* _What to produce_:
Report how many lines below contain the word "door", and give only that number.

Collected data entries:
========

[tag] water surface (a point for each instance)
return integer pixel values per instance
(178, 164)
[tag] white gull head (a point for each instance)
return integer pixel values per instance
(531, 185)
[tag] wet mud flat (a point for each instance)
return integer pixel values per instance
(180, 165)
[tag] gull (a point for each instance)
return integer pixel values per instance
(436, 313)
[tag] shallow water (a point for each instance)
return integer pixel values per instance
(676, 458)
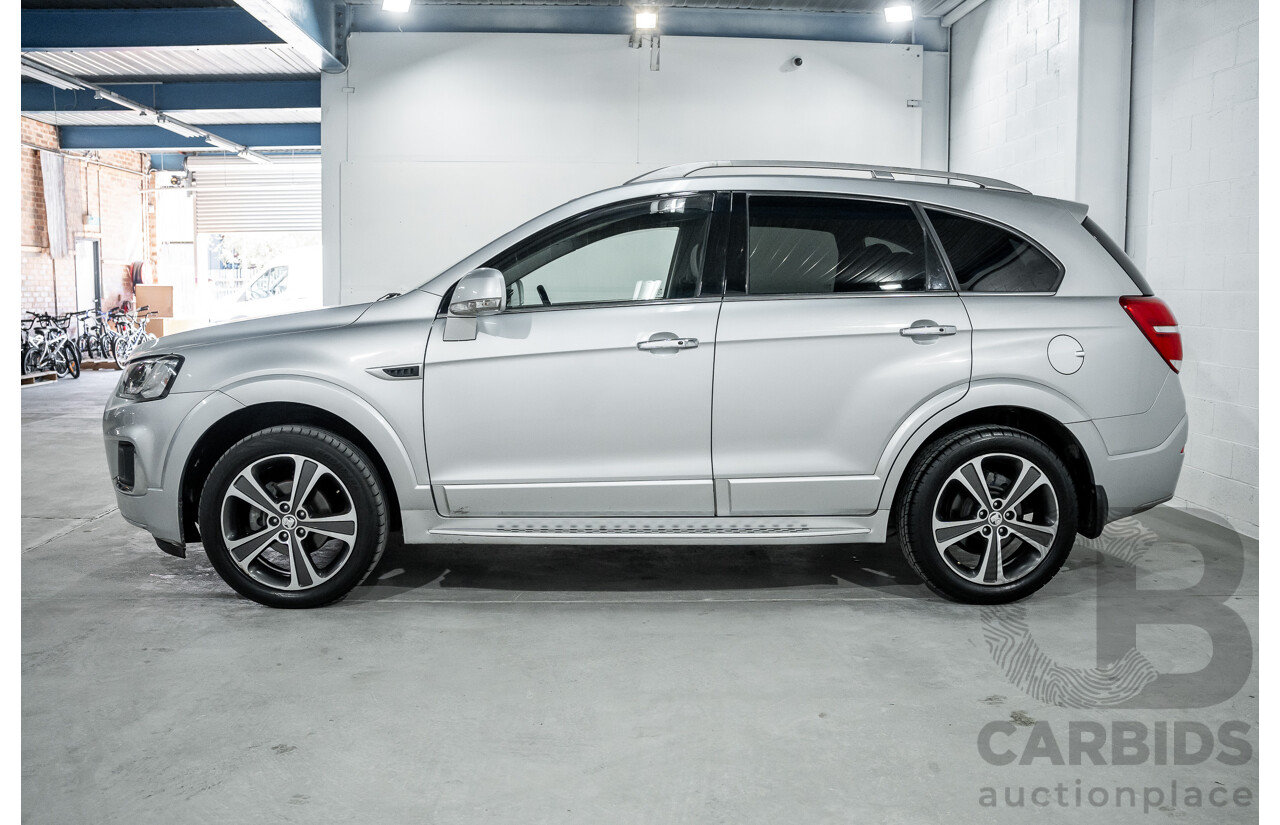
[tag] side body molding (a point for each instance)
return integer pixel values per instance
(412, 490)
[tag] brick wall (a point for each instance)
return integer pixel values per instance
(1013, 94)
(1193, 229)
(126, 229)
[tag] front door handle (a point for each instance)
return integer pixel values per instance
(927, 329)
(667, 340)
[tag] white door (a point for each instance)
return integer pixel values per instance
(86, 274)
(590, 395)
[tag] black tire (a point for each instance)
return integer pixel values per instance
(931, 489)
(360, 493)
(72, 357)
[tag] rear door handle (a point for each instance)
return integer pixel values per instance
(927, 330)
(667, 340)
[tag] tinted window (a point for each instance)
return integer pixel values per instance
(988, 259)
(817, 246)
(645, 251)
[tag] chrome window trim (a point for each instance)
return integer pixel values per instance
(604, 305)
(837, 196)
(845, 296)
(990, 221)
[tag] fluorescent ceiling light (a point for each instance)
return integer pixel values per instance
(223, 143)
(899, 13)
(178, 127)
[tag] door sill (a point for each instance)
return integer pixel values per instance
(426, 527)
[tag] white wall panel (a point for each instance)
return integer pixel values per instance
(416, 219)
(1193, 205)
(434, 143)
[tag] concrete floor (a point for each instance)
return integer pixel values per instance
(552, 684)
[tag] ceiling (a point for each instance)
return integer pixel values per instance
(923, 7)
(188, 47)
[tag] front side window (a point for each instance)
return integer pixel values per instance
(641, 251)
(990, 259)
(819, 246)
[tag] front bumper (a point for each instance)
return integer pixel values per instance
(160, 436)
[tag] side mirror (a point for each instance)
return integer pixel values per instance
(480, 292)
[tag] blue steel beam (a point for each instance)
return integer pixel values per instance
(59, 30)
(150, 138)
(830, 26)
(178, 96)
(309, 26)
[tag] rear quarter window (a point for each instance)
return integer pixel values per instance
(988, 259)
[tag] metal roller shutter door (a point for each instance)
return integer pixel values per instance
(234, 195)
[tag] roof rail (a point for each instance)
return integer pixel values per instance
(878, 173)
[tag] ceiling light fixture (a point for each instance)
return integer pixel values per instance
(899, 13)
(178, 127)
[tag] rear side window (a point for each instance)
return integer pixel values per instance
(822, 246)
(990, 259)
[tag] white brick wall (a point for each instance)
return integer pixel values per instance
(1193, 227)
(1013, 94)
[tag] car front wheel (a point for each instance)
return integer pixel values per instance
(988, 517)
(293, 517)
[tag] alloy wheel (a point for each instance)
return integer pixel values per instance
(995, 518)
(289, 522)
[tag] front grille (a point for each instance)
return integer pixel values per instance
(124, 466)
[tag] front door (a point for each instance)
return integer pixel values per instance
(590, 394)
(842, 322)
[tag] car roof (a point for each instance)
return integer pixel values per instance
(995, 200)
(819, 168)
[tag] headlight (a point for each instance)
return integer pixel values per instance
(149, 379)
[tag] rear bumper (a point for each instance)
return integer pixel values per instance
(1134, 481)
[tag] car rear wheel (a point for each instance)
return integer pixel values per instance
(293, 517)
(988, 517)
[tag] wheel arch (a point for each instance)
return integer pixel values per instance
(1037, 412)
(247, 420)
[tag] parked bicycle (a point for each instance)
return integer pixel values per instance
(49, 345)
(95, 337)
(131, 331)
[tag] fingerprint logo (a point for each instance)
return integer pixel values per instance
(1014, 649)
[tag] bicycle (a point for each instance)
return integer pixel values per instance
(49, 347)
(132, 330)
(95, 337)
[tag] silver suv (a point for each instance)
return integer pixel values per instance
(731, 352)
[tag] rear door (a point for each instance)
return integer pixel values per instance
(839, 322)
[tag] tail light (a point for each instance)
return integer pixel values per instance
(1157, 322)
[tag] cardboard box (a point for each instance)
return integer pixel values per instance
(168, 326)
(155, 296)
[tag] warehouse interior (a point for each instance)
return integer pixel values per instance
(215, 160)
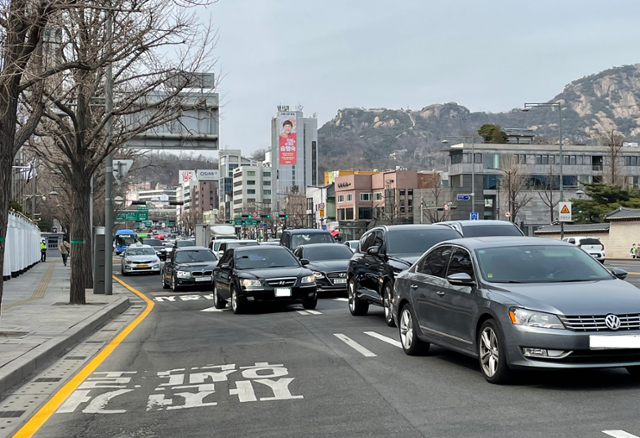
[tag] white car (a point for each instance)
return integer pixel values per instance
(140, 259)
(591, 245)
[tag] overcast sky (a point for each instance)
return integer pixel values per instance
(329, 54)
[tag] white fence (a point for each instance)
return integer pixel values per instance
(22, 246)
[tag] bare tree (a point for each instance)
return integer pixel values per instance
(513, 181)
(148, 93)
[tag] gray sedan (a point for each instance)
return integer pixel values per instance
(519, 303)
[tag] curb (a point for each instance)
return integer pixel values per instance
(17, 371)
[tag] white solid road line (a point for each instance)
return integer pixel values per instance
(619, 434)
(353, 344)
(384, 339)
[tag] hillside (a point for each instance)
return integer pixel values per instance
(364, 138)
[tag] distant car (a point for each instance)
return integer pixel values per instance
(484, 228)
(329, 262)
(294, 238)
(251, 275)
(140, 259)
(591, 245)
(189, 266)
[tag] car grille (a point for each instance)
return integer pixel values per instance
(282, 282)
(201, 273)
(596, 323)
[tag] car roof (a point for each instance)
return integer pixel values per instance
(500, 241)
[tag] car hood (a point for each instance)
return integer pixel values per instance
(265, 274)
(197, 265)
(579, 298)
(329, 265)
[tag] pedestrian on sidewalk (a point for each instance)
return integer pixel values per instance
(64, 248)
(43, 251)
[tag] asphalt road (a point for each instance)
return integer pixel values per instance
(190, 371)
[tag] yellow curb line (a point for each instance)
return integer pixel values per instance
(40, 417)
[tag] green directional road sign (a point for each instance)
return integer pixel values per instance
(132, 216)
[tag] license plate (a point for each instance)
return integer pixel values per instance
(614, 342)
(282, 291)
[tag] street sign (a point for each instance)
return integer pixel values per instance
(135, 216)
(565, 212)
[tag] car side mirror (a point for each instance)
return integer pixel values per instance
(460, 279)
(619, 273)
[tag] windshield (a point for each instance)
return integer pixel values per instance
(539, 264)
(416, 242)
(333, 252)
(304, 239)
(195, 256)
(266, 258)
(140, 251)
(490, 230)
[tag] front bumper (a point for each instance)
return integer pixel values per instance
(575, 345)
(299, 294)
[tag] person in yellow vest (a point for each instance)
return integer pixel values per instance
(43, 251)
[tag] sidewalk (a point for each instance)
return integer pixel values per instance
(37, 323)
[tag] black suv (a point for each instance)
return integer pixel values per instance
(294, 238)
(385, 252)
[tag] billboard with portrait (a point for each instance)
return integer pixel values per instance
(288, 138)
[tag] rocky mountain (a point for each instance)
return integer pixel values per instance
(365, 138)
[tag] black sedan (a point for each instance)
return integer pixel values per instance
(329, 262)
(189, 266)
(262, 274)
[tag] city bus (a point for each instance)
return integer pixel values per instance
(123, 239)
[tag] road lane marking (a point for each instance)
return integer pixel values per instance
(619, 434)
(45, 412)
(384, 339)
(353, 344)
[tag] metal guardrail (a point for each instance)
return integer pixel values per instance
(22, 245)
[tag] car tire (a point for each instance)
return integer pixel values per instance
(218, 302)
(164, 283)
(237, 305)
(310, 304)
(357, 307)
(407, 327)
(491, 354)
(174, 284)
(387, 292)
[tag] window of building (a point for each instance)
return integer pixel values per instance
(349, 213)
(365, 213)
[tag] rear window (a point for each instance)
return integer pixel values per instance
(490, 230)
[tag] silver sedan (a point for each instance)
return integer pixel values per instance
(519, 303)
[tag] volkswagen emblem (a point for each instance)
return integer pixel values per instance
(612, 321)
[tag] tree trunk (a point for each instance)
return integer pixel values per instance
(80, 239)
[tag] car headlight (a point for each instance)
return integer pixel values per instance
(251, 283)
(529, 318)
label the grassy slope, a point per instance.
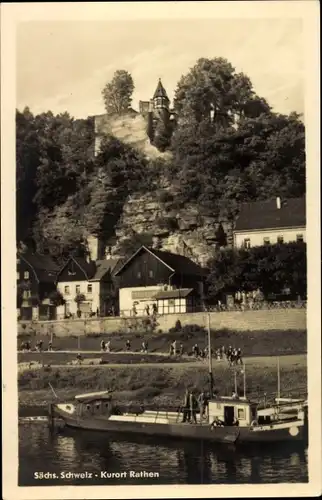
(252, 343)
(161, 384)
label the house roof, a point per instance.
(176, 263)
(160, 91)
(266, 215)
(173, 294)
(44, 267)
(93, 270)
(102, 267)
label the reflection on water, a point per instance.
(177, 462)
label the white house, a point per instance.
(152, 277)
(87, 287)
(269, 222)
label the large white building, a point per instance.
(269, 222)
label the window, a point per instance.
(247, 243)
(241, 414)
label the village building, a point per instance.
(155, 280)
(269, 222)
(36, 284)
(87, 287)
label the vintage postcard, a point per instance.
(160, 241)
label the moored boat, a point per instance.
(231, 420)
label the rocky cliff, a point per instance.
(183, 230)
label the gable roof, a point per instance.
(173, 294)
(266, 215)
(43, 266)
(102, 267)
(176, 263)
(88, 268)
(160, 91)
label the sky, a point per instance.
(63, 65)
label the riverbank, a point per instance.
(252, 343)
(162, 385)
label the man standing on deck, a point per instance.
(193, 404)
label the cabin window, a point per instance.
(241, 414)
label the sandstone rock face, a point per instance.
(184, 230)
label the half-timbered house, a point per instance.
(152, 279)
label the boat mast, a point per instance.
(211, 380)
(244, 380)
(278, 380)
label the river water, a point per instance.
(168, 462)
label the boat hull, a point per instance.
(226, 434)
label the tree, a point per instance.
(117, 94)
(213, 87)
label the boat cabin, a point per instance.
(232, 411)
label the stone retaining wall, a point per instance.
(286, 319)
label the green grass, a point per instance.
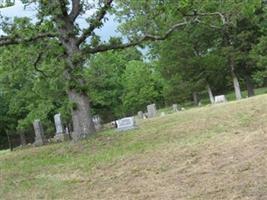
(56, 170)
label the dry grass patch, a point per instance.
(213, 152)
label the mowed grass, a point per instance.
(212, 152)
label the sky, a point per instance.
(18, 10)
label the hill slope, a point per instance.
(213, 152)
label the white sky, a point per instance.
(18, 10)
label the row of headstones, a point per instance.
(128, 123)
(122, 124)
(60, 135)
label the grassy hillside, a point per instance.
(212, 152)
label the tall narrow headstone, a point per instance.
(151, 110)
(60, 135)
(97, 122)
(175, 108)
(58, 124)
(140, 114)
(39, 133)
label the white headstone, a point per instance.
(125, 123)
(151, 110)
(58, 124)
(140, 114)
(220, 99)
(39, 133)
(97, 122)
(175, 107)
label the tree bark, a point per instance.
(250, 86)
(22, 139)
(81, 116)
(210, 94)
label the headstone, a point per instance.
(97, 122)
(140, 114)
(220, 99)
(126, 123)
(175, 107)
(60, 135)
(58, 124)
(151, 110)
(39, 133)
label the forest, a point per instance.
(167, 51)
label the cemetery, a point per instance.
(133, 100)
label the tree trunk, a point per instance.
(235, 82)
(250, 86)
(81, 117)
(195, 98)
(22, 139)
(210, 94)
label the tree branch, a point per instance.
(96, 21)
(36, 63)
(147, 37)
(7, 40)
(63, 7)
(76, 9)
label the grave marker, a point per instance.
(220, 99)
(151, 110)
(60, 135)
(39, 133)
(126, 123)
(97, 122)
(140, 114)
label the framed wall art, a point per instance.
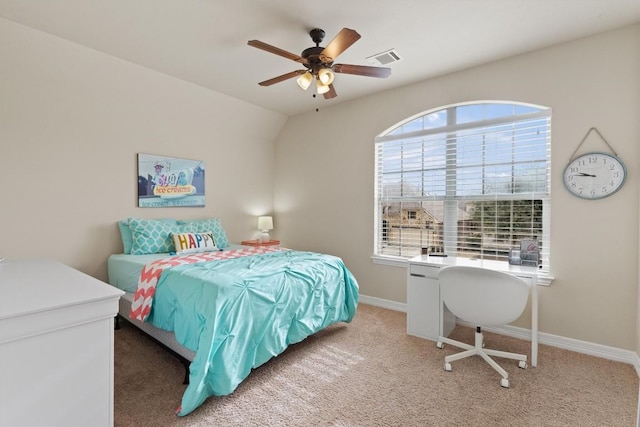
(169, 181)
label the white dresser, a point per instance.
(56, 346)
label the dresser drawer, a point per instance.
(424, 271)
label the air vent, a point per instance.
(384, 58)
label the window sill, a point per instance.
(544, 277)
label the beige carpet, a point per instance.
(370, 373)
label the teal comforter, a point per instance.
(236, 314)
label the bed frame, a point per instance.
(165, 338)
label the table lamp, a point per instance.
(265, 223)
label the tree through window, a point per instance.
(468, 180)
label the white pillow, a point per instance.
(188, 243)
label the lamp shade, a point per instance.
(325, 76)
(265, 223)
(321, 87)
(304, 81)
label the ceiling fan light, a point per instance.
(304, 81)
(321, 87)
(325, 76)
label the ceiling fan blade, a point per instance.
(331, 93)
(276, 50)
(345, 38)
(362, 70)
(282, 78)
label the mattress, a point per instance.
(124, 270)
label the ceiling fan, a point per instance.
(318, 62)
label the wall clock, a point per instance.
(594, 175)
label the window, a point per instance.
(469, 180)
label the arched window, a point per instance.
(469, 180)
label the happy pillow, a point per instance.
(188, 243)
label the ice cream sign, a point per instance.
(173, 184)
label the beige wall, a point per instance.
(324, 181)
(71, 122)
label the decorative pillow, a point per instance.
(125, 233)
(212, 225)
(188, 243)
(152, 236)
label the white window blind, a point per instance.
(467, 180)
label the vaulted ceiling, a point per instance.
(205, 41)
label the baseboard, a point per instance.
(592, 349)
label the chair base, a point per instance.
(478, 349)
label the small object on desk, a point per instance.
(259, 242)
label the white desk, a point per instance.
(422, 319)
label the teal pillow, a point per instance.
(152, 236)
(211, 225)
(125, 233)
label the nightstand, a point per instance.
(260, 243)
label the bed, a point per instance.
(231, 311)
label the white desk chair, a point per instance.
(482, 297)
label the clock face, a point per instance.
(594, 175)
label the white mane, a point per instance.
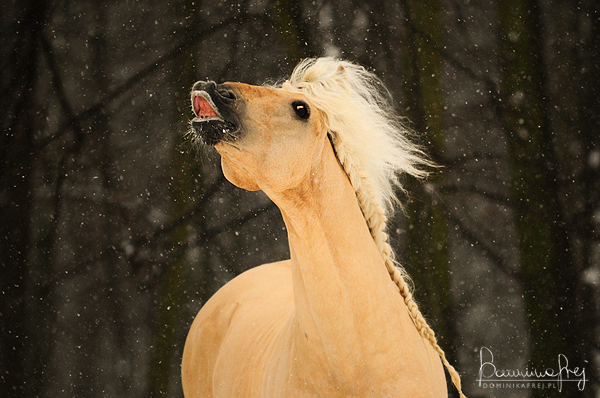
(361, 122)
(372, 146)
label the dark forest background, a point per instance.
(114, 231)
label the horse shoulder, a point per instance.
(227, 338)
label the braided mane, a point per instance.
(371, 144)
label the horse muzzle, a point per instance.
(214, 107)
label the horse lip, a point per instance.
(204, 107)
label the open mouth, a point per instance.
(209, 125)
(204, 107)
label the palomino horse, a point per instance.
(326, 147)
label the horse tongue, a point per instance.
(203, 108)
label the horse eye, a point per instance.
(301, 109)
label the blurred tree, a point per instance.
(426, 224)
(549, 271)
(23, 349)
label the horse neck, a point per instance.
(342, 291)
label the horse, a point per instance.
(338, 318)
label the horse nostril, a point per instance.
(227, 94)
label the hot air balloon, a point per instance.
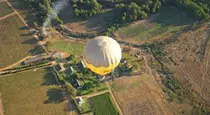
(102, 54)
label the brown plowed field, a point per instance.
(139, 96)
(192, 60)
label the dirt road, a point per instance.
(10, 66)
(92, 95)
(114, 99)
(8, 15)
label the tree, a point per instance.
(71, 90)
(86, 8)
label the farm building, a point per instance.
(80, 100)
(59, 67)
(78, 84)
(59, 55)
(69, 70)
(81, 65)
(36, 58)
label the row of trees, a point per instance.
(42, 9)
(127, 11)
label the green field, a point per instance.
(16, 41)
(74, 48)
(102, 105)
(5, 9)
(167, 22)
(32, 93)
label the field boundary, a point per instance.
(1, 106)
(3, 0)
(8, 15)
(10, 66)
(114, 99)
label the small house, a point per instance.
(69, 70)
(36, 58)
(78, 84)
(59, 67)
(80, 100)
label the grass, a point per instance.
(5, 9)
(84, 107)
(75, 48)
(32, 93)
(102, 105)
(168, 22)
(16, 41)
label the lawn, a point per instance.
(16, 41)
(102, 105)
(32, 93)
(75, 48)
(5, 9)
(166, 23)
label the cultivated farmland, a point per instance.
(16, 41)
(157, 26)
(75, 48)
(191, 60)
(5, 9)
(32, 93)
(102, 105)
(139, 96)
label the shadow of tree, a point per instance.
(49, 77)
(54, 96)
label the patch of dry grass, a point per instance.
(32, 93)
(16, 41)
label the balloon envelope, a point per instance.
(102, 54)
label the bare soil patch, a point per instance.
(192, 61)
(139, 96)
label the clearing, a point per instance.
(139, 95)
(32, 93)
(157, 26)
(93, 24)
(190, 53)
(103, 105)
(5, 9)
(16, 37)
(68, 46)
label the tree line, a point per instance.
(127, 11)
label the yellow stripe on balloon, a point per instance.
(101, 70)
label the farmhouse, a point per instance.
(69, 71)
(78, 84)
(80, 100)
(59, 67)
(59, 55)
(36, 58)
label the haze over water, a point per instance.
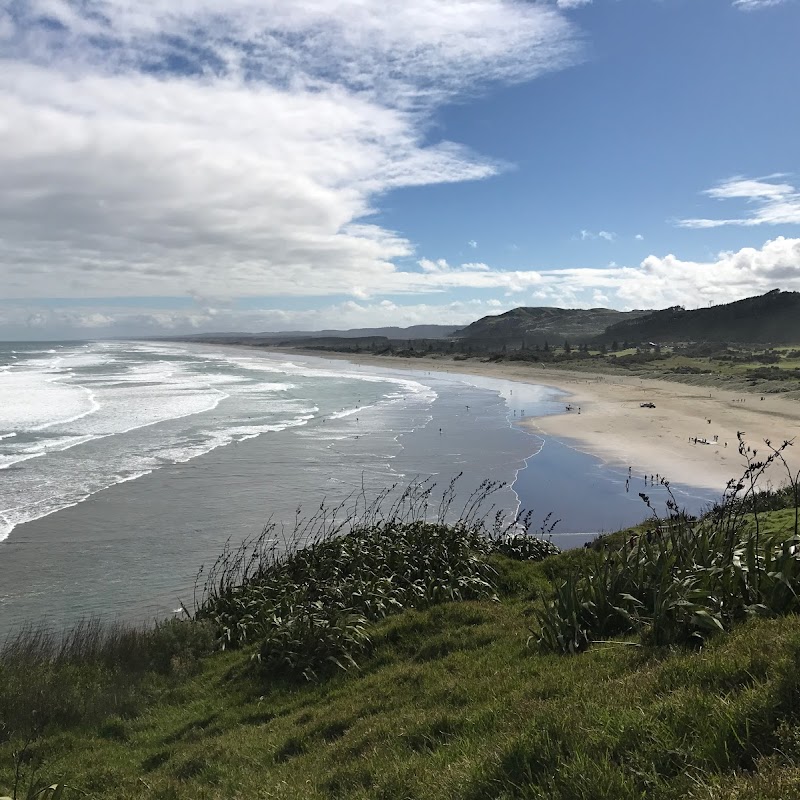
(124, 466)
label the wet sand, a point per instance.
(613, 426)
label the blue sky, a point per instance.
(257, 165)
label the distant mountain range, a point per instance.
(772, 318)
(412, 332)
(535, 326)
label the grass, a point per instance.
(449, 699)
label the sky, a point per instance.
(263, 165)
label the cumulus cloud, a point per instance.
(609, 236)
(110, 322)
(754, 5)
(744, 5)
(237, 149)
(657, 282)
(661, 281)
(771, 203)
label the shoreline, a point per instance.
(614, 427)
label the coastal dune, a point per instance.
(689, 437)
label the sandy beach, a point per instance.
(608, 421)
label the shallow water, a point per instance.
(125, 466)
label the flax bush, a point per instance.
(684, 580)
(306, 600)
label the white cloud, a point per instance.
(659, 281)
(774, 203)
(109, 322)
(253, 169)
(754, 5)
(609, 236)
(745, 5)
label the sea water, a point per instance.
(125, 466)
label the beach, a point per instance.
(131, 464)
(676, 439)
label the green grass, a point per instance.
(452, 704)
(449, 700)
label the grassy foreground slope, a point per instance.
(454, 700)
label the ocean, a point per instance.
(125, 466)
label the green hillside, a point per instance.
(535, 326)
(770, 318)
(435, 668)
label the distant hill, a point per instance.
(412, 332)
(534, 326)
(772, 318)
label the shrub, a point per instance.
(306, 600)
(681, 582)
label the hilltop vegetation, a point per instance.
(771, 318)
(522, 327)
(685, 681)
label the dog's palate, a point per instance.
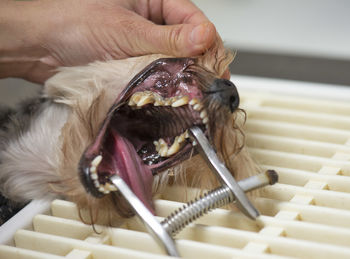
(145, 131)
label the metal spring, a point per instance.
(191, 211)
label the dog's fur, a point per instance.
(42, 141)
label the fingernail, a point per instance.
(200, 34)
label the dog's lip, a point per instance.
(94, 149)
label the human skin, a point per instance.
(40, 35)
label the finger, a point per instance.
(182, 11)
(177, 40)
(226, 74)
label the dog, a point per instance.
(128, 117)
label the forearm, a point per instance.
(19, 38)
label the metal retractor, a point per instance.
(230, 191)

========

* _Answer area_:
7